Reading text ->
· · ·
~CONTRIBUTORS' NOTES~
CRYSTAL BACON's first book of
poems, Elegy with a Glass of Whiskey,
won the 2005 A. Poulin New Poetry America Prize from BOA Editions and
was published in 2004. Her work has appeared in a variety of
publications, including Antigonish
Review, Cortland Review, Marlboro Review, Massachusetts Review, Ontario
Review, and Tampa Review.
She is an Assistant Professor of English at Community College of
Philadelphia.
WALTER BARGEN
is the author of eleven collections of poetry, and he has had poems
published widely in literary journals, including American Literary Review, Iowa Review,
Missouri Review, New Letters, Pleiades, Poetry Northwest, River City,
Seattle Review, Seneca Review, and Sycamore Review. Bargen’s most
recent book of poems is Remedies for
Vertigo (Cherry Grove Collections, 2006). The Feast, published by BkMk Press
in 2004, won the 2005 William Rockhill Nelson Award from the Kansas
City Star and the Writer’s Place. Other honors he has received include
a National Endowment for the Arts Fellowship and the Chester H. Jones
Poetry Prize. Walter Bargen is the first official Poet Laureate of
Missouri.
J.P. DANCING BEAR
is the author of Conflicted Light
(Salmon Poetry, 2008), Gacela of
Narcissus City (Main Street Rag, 2006), Billy Last Crow (Turning Point,
2004) and What Language
(Slipstream, 2002). His poems have been published in Marlboro Review, Mississippi Review,
National Poetry Review, New Orleans Review, Poetry International,
Shenandoah, Verse Daily, and many others. He is the editor
of American Poetry Journal
and the host of Out of Our Minds
a weekly poetry program on public radio station KKUP.
· · ·
Data records ->
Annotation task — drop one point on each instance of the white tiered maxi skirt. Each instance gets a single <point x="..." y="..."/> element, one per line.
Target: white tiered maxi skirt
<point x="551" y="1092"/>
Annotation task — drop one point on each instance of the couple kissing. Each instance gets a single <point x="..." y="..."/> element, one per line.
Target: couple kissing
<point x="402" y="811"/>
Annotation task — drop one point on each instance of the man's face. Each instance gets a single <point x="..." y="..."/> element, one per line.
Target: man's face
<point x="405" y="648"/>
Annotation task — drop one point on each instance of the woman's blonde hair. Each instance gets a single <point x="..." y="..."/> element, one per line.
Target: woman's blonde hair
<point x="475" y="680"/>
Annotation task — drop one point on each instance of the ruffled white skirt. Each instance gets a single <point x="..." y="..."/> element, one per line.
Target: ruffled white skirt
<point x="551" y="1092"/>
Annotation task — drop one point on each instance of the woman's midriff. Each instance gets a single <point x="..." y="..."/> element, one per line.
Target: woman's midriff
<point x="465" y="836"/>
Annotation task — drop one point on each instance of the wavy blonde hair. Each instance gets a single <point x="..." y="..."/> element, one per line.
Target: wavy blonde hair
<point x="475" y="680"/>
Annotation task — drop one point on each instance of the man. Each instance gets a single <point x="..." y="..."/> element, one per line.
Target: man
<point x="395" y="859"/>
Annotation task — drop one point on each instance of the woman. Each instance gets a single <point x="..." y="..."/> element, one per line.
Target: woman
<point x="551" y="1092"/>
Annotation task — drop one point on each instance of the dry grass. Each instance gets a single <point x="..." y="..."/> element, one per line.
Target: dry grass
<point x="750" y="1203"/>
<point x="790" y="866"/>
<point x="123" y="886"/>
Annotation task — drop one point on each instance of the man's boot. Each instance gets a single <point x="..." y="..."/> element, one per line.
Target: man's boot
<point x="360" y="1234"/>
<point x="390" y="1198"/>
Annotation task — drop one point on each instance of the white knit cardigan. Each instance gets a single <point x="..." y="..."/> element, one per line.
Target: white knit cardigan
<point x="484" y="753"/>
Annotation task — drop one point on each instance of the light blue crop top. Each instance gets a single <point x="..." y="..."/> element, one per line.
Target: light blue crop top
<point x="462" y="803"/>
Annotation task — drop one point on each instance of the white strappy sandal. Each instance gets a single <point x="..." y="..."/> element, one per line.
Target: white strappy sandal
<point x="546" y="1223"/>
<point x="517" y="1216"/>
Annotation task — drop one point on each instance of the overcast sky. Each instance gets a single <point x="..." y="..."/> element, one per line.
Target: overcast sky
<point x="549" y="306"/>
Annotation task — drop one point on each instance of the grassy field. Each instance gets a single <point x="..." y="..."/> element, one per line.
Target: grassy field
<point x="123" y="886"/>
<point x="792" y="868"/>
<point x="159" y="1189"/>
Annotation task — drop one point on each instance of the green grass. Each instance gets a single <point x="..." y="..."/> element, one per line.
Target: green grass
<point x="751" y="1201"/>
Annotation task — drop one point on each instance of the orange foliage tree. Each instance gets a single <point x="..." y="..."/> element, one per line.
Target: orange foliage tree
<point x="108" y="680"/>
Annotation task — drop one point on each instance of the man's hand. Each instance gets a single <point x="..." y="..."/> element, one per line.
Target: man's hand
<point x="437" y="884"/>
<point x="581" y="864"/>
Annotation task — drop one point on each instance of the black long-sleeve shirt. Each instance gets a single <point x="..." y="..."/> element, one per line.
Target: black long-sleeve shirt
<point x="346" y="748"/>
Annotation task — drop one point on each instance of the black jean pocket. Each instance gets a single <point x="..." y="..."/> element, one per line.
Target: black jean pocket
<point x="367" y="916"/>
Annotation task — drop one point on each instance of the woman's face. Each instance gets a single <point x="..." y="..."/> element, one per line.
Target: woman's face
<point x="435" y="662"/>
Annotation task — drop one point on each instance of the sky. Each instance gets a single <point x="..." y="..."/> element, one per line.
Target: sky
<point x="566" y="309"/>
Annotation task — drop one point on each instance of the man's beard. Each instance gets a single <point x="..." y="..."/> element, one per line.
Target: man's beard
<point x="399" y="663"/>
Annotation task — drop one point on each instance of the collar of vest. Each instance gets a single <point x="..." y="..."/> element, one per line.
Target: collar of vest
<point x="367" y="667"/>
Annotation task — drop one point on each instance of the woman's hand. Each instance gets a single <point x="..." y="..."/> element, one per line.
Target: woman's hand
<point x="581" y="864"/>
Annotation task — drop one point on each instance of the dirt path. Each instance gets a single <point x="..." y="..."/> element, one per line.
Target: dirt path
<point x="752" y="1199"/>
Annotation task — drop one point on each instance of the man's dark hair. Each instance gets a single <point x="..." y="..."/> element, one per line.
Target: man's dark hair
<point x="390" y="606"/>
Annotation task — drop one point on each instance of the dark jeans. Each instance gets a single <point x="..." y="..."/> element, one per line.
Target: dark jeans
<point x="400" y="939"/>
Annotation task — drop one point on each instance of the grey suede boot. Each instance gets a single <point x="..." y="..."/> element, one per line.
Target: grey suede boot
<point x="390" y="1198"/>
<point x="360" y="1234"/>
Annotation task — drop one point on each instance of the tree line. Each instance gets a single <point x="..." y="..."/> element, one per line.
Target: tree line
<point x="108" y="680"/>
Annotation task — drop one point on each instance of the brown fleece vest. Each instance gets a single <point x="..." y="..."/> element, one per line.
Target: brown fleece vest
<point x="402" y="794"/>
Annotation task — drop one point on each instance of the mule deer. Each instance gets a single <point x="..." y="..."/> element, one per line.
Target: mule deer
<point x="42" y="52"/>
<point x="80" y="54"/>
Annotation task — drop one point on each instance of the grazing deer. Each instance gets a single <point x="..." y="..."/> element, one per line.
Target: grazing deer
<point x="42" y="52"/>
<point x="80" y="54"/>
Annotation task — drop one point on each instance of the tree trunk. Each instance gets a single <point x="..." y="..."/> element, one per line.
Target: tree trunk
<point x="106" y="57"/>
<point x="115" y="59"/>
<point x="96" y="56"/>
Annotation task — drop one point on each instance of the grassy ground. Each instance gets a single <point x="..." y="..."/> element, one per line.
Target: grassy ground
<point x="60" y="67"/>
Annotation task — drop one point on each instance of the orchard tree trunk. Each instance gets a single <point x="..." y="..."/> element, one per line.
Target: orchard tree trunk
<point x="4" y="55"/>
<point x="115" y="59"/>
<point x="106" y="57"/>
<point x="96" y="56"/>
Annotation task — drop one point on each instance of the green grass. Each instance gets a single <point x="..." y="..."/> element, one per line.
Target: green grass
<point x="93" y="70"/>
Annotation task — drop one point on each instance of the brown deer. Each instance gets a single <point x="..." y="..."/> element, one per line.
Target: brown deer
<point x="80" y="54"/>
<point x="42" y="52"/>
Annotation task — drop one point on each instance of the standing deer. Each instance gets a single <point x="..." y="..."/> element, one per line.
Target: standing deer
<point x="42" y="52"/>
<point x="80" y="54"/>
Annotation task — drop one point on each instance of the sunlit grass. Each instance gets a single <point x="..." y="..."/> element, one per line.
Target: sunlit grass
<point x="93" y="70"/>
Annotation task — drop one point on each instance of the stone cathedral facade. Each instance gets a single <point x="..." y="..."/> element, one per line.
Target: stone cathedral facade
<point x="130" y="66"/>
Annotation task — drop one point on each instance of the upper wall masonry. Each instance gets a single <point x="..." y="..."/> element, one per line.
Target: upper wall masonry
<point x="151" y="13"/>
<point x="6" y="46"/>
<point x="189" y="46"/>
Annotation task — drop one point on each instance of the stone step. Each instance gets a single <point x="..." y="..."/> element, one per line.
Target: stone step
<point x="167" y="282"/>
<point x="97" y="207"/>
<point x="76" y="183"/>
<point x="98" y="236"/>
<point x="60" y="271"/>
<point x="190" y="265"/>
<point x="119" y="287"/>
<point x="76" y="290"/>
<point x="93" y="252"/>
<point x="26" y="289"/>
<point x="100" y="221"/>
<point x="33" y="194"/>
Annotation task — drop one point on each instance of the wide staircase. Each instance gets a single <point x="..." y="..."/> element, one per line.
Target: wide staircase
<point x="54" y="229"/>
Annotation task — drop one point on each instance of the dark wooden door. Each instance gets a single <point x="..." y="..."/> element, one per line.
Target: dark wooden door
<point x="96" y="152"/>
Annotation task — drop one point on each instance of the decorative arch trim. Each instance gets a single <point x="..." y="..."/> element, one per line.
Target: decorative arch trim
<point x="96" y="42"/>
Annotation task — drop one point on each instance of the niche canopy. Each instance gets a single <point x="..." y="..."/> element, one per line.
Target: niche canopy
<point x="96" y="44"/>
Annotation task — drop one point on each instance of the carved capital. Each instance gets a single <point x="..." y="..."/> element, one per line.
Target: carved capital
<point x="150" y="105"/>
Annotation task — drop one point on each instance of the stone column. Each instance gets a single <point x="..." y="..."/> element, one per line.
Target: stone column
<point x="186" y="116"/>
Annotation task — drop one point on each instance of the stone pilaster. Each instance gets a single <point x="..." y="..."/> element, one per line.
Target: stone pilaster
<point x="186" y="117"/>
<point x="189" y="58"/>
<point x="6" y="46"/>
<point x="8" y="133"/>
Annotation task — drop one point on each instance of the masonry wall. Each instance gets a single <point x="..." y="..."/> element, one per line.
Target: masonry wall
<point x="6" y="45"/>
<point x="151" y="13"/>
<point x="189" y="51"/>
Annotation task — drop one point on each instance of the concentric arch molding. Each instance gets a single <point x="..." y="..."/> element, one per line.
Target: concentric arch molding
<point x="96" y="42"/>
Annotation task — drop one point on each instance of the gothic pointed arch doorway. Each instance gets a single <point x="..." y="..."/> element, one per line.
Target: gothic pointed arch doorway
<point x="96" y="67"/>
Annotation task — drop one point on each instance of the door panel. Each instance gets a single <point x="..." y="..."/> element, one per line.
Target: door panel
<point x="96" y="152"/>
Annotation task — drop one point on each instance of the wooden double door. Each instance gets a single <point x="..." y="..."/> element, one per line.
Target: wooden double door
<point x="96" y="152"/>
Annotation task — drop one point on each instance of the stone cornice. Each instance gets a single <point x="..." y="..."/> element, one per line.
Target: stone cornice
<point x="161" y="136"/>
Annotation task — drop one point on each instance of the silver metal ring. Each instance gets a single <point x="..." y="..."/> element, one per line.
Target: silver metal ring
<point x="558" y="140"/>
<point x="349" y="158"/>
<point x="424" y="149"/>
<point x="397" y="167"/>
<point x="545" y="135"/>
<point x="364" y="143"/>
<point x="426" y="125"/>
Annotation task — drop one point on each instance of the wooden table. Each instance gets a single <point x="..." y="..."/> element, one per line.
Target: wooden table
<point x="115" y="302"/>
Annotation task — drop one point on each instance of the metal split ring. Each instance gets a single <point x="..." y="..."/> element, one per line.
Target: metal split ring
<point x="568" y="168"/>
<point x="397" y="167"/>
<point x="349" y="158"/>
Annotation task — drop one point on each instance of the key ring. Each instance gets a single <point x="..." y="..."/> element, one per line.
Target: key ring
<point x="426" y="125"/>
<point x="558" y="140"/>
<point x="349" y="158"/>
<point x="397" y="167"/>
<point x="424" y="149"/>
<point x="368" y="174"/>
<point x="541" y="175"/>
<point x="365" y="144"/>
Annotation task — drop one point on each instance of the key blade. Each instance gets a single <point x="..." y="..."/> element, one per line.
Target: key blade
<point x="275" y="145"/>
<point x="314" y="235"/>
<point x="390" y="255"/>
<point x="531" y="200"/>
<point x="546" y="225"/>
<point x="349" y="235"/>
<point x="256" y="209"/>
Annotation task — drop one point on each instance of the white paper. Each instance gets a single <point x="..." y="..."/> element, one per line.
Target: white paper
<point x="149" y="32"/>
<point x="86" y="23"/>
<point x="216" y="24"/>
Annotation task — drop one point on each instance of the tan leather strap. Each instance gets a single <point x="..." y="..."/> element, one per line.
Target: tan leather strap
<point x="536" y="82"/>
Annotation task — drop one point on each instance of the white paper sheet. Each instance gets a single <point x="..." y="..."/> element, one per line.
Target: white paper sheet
· · ·
Work to do ->
A. In the contributors' notes, which press published Walter Bargen's book The Feast?
B. Carry on the contributors' notes from the point where they end.

Expected outputs ->
A. BkMk Press

B.
MICHELLE BITTING
has work forthcoming or published in Boxcar
Poetry Review, Comstock Review, Crab Orchard Review, Glimmer Train,
Many Mountains Moving, Nimrod, Passages North, Poetry Daily, Poetry
Southeast, Prairie Schooner, Rattle, Southeast Review, and
others. Thomas Lux chose her full-length manuscript, Good Friday Kiss, as the winner of
the DeNovo First Book Award, and it was released in 2008. Her chapbook,
Blue Laws, is
available from Finishing Line Press. She is a candidate for an MFA in
Poetry at Pacific University, Oregon.
DEBORAH BOGEN's
book-length collection, Landscape
with Silos (Texas A&M University
Press), was a 2004 National Poetry Series finalist and won the 2005
X.J. Kennedy Poetry Prize. Living by
the Children's Cemetery was selected by Edward Hirsch as
winner of
the 2002 ByLine Press Chapbook Competition. Her poems and reviews
appear widely in magazines, including Crazyhorse,
Field, Gettysburg Review, Margie, New Letters, Poetry Daily, Poetry
International, Shenandoah, and Verse
Daily.
JANA BOUMA's poetry has
appeared in various literary journals, including 2River Review and Sow's Ear Poetry Review. She taught
for eight years in the English Department at the University of
Nebraska-Lincoln. Bouma now lives in Madison Lake, MN, where she
leads writing workshops.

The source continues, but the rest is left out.